**TEXTE CHOISI**
_____
Le plastique, un casse-tête aussi bien national que mondial

L’usage du plastique à grande échelle est en passe de devenir l’ennemi public numéro un, mais il n’en est pas moins indispensable dans notre vie moderne, partout dans le monde. Quel est l’état des lieux au Liban sur ce plan et comment appréhender la question de traitement et de réduction de ce matériau ?*

Photo Bigstock

Le marché libanais comporte quasiment toutes sortes de plastique, sans véritables contraintes, sans cadre légal qui réglemente l’importation ou la production, à l’ombre d’une méconnaissance des taux de matières recyclables et/ou recyclées dans le pays. Pour effectuer un état des lieux sur ce plan, pas de chiffres disponibles, mais des avis d’experts qui convergent sur le fait que l’utilisation du plastique ne connaît pas de frein actuellement au Liban, alors qu’il lui faut des centaines d’années pour se dégrader dans les milieux naturels. Vu les graves retombées d’une utilisation massive de ce matériau dans la vie quotidienne, et compte tenu de la dégradation qu’une telle utilisation provoque au niveau de l’environnement dans différents domaines, L’Orient-Le Jour lance à partir d’aujourd’hui une campagne pour sensibiliser l’opinion aux lourdes conséquences de ce problème.

Le plastique nous est extrêmement familier, mais savons-nous de quoi il est composé et pourquoi il a un impact grandissant sur l’environnement et, surtout, sur les océans ? Les matières plastiques forment une large gamme de polymères (des macromolécules, en langage chimique), eux-mêmes divisés en sous-familles, classées en deux grands groupes : les thermoplastiques, c’est-à-dire les composés dont la structure peut être modifiée de manière réversible par les changements de températures, et les thermodurcissables, ceux qui ne peuvent retrouver leur structure, leur forme et leur rigidité après avoir été exposés à de hautes températures.
_____
**DONNÉES SAISIES**

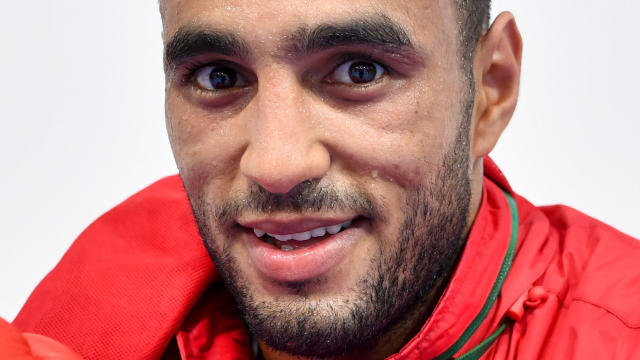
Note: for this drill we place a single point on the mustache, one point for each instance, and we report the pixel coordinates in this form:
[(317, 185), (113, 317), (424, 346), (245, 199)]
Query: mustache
[(307, 197)]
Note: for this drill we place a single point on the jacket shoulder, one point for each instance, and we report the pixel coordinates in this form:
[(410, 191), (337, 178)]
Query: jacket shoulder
[(600, 263)]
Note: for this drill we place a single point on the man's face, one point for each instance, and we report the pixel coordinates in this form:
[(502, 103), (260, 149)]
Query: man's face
[(341, 129)]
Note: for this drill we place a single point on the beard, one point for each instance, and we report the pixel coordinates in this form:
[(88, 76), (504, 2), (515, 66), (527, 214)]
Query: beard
[(400, 276)]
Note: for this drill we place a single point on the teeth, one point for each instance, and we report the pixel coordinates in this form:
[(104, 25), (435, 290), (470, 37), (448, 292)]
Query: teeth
[(318, 232), (334, 229), (303, 236), (282, 237)]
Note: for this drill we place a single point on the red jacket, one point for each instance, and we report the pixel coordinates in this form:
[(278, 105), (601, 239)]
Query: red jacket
[(139, 277)]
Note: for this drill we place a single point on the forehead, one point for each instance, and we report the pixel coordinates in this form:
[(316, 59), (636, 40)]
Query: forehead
[(264, 23)]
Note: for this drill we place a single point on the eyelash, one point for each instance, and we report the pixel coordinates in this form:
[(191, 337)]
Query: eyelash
[(191, 68)]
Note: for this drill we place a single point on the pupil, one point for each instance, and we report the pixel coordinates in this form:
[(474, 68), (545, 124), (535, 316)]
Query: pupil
[(222, 78), (362, 72)]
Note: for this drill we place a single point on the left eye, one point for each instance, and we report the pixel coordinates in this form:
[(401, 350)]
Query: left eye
[(357, 72), (218, 78)]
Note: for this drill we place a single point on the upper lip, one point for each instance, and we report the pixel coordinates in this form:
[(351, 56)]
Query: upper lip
[(289, 225)]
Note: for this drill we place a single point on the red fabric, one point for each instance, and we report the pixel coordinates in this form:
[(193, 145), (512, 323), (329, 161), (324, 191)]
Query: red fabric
[(17, 346), (128, 283)]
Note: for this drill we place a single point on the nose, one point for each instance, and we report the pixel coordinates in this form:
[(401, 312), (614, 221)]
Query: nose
[(284, 144)]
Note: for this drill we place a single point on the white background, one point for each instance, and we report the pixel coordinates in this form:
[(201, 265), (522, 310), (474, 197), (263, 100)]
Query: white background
[(82, 118)]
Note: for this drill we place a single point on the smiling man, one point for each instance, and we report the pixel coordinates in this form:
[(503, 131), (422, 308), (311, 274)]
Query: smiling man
[(333, 165)]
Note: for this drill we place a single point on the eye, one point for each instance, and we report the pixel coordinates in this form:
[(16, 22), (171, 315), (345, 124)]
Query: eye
[(357, 72), (213, 77)]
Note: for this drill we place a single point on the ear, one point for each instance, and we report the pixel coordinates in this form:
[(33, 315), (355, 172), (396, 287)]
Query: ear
[(497, 65)]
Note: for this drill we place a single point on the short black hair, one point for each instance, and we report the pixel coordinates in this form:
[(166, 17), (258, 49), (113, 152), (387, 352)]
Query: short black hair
[(474, 17)]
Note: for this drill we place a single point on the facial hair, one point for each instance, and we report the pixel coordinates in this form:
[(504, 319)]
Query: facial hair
[(400, 275)]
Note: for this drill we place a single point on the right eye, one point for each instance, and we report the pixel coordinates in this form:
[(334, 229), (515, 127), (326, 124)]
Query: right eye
[(214, 77)]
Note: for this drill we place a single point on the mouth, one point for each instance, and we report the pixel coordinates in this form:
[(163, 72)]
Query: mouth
[(301, 249), (300, 240)]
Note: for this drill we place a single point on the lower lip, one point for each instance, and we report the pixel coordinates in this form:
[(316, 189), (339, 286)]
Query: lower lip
[(304, 263)]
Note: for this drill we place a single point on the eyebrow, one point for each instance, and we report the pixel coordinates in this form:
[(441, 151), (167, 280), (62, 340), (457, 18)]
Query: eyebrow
[(189, 42), (378, 31)]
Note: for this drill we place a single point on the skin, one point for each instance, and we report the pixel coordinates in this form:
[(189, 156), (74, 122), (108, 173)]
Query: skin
[(289, 125)]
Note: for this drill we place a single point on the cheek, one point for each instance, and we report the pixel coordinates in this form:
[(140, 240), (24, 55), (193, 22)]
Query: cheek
[(401, 140), (206, 148)]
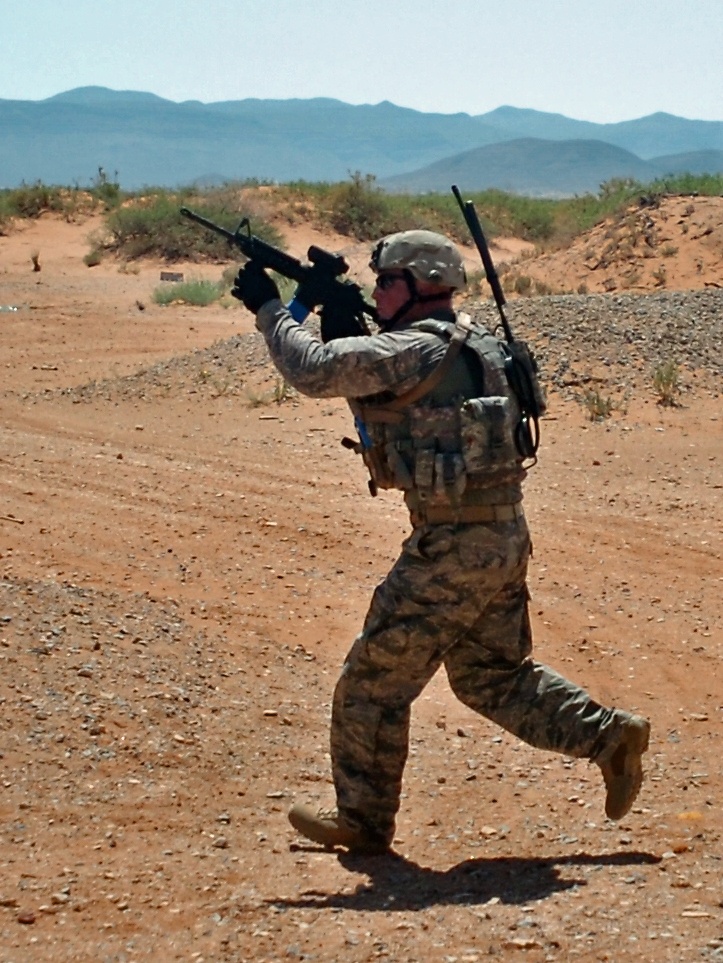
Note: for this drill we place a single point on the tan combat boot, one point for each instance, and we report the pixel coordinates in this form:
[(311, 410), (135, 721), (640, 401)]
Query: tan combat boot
[(327, 827), (622, 767)]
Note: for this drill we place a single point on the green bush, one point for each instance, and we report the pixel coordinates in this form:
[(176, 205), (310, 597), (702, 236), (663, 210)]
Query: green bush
[(153, 227), (196, 291)]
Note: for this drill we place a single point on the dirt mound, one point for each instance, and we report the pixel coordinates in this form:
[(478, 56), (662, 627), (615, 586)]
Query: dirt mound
[(185, 556), (671, 243)]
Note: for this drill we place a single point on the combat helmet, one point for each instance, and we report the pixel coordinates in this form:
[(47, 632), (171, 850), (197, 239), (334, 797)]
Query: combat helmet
[(427, 256)]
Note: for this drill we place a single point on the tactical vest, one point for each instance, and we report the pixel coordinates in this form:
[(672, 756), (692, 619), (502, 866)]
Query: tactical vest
[(450, 442)]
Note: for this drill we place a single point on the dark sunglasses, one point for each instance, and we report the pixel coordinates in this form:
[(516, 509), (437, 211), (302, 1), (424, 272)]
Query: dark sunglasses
[(386, 281)]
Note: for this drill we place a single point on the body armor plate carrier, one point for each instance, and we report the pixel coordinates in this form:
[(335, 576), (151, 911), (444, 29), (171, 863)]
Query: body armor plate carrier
[(461, 436)]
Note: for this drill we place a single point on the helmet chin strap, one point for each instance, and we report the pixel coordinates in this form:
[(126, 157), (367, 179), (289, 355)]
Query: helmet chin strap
[(414, 298)]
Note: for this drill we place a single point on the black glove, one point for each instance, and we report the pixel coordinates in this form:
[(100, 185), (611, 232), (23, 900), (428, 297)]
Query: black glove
[(312, 291), (254, 287)]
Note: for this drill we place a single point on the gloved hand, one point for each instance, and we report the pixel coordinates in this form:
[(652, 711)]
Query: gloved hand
[(253, 287), (312, 291)]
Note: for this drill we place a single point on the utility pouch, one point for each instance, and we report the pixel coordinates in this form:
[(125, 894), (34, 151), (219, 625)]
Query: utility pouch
[(522, 374), (488, 427)]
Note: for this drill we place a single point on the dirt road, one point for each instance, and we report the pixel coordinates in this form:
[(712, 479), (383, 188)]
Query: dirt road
[(183, 564)]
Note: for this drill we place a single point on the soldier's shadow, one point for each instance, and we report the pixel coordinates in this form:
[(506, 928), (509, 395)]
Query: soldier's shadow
[(398, 884)]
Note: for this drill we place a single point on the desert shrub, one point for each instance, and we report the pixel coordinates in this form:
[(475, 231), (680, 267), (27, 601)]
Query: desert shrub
[(360, 209), (598, 407), (153, 227), (107, 191), (666, 381), (196, 291)]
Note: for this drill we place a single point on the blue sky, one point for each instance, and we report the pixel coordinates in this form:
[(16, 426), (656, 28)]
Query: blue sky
[(601, 61)]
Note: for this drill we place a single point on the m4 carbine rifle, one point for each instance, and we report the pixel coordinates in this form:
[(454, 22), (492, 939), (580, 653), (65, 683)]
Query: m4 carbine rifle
[(520, 364), (343, 308)]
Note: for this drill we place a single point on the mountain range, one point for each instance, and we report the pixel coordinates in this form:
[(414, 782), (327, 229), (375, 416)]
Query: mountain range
[(144, 140)]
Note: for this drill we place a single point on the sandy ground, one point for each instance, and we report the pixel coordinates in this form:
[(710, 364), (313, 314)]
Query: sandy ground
[(183, 564)]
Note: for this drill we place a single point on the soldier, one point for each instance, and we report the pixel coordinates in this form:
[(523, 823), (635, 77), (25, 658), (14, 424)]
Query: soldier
[(437, 420)]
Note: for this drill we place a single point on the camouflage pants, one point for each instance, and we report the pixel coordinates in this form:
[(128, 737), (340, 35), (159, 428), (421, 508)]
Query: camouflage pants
[(455, 597)]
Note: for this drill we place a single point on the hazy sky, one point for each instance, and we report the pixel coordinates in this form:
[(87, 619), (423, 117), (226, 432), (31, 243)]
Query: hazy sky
[(588, 59)]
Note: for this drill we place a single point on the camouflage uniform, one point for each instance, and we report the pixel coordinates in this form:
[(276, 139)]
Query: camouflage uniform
[(457, 596)]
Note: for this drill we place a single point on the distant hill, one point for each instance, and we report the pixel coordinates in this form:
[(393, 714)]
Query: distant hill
[(694, 162), (148, 140), (529, 166), (647, 137)]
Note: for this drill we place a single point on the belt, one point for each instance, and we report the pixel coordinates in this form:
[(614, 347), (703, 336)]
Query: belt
[(466, 514)]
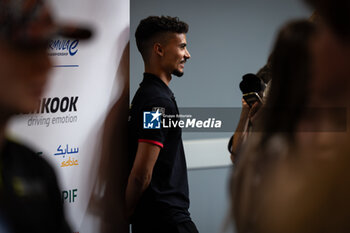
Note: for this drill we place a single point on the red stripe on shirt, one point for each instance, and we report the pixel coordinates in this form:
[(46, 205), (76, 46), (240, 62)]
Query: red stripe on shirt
[(152, 142)]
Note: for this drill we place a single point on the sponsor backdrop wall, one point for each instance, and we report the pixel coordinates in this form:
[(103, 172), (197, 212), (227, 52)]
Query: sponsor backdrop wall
[(66, 128)]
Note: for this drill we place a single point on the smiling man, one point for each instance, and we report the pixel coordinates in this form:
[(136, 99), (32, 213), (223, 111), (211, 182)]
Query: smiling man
[(157, 197)]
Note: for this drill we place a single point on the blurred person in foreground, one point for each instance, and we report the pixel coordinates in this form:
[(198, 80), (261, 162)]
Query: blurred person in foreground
[(274, 131), (257, 84), (30, 199), (157, 196), (310, 193)]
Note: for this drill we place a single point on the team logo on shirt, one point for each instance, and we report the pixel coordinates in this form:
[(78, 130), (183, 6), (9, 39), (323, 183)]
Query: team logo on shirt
[(151, 120)]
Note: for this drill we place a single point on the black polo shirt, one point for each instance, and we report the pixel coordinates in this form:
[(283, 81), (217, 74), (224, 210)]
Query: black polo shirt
[(167, 197)]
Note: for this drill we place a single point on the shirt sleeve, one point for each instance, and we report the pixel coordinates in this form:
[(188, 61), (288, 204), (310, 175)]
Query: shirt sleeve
[(152, 130)]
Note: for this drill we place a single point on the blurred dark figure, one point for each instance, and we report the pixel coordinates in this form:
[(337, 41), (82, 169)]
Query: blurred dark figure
[(30, 199), (253, 89), (275, 128), (108, 199)]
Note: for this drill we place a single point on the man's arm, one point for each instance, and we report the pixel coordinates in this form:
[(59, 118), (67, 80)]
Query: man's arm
[(141, 174)]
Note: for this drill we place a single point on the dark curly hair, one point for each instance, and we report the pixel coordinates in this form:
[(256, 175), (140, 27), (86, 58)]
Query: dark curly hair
[(153, 26)]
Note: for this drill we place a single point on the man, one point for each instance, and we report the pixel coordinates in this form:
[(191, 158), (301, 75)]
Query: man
[(29, 195), (157, 196)]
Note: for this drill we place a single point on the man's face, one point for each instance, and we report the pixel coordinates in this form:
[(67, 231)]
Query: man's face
[(175, 54), (23, 75)]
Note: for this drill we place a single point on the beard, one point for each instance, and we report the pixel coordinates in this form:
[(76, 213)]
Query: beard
[(177, 73)]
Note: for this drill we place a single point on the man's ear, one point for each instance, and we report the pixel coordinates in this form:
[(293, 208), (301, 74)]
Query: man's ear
[(158, 49)]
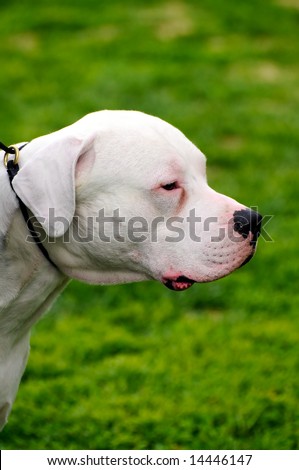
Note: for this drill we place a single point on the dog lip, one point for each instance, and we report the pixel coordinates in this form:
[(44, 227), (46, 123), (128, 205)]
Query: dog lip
[(178, 284)]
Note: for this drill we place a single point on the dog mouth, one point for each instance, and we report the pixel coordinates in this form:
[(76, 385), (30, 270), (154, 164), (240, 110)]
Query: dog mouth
[(179, 284)]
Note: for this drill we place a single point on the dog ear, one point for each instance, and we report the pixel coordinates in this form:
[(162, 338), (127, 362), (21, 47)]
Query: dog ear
[(46, 181)]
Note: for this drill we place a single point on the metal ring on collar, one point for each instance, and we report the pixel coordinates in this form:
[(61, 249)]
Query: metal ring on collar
[(16, 155)]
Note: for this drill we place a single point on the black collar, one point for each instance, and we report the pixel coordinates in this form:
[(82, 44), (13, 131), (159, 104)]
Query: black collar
[(12, 168)]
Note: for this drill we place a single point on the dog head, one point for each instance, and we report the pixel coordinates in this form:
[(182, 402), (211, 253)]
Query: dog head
[(122, 196)]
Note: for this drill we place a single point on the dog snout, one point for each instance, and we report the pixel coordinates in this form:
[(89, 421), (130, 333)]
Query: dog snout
[(248, 221)]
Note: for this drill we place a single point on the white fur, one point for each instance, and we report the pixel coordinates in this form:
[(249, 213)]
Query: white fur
_____
**CONSIGNE DONNÉE**
Recopiez fidèlement l'extrait de l'article sur le plastique qui commence à « Photo Bigstock » et se termine à « de ce problème. ».

**RÉSULTAT OBTENU**
Photo Bigstock

Le marché libanais comporte quasiment toutes sortes de plastique, sans véritables contraintes, sans cadre légal qui réglemente l’importation ou la production, à l’ombre d’une méconnaissance des taux de matières recyclables et/ou recyclées dans le pays. Pour effectuer un état des lieux sur ce plan, pas de chiffres disponibles, mais des avis d’experts qui convergent sur le fait que l’utilisation du plastique ne connaît pas de frein actuellement au Liban, alors qu’il lui faut des centaines d’années pour se dégrader dans les milieux naturels. Vu les graves retombées d’une utilisation massive de ce matériau dans la vie quotidienne, et compte tenu de la dégradation qu’une telle utilisation provoque au niveau de l’environnement dans différents domaines, L’Orient-Le Jour lance à partir d’aujourd’hui une campagne pour sensibiliser l’opinion aux lourdes conséquences de ce problème.